- [Directive]:
Reproduce each of the items below word for word, omitting the pictures.

Dataset rows:
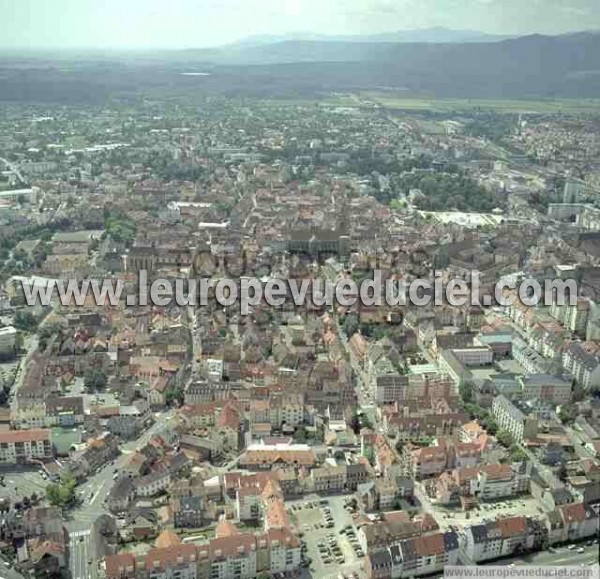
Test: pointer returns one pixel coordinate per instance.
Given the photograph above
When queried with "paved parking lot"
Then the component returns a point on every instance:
(329, 548)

- [Task output]:
Test: pointer returns one pixel coordinate per instance.
Given the photograph above
When queried with "paved parking lot"
Then the component returns a point on every instance:
(329, 548)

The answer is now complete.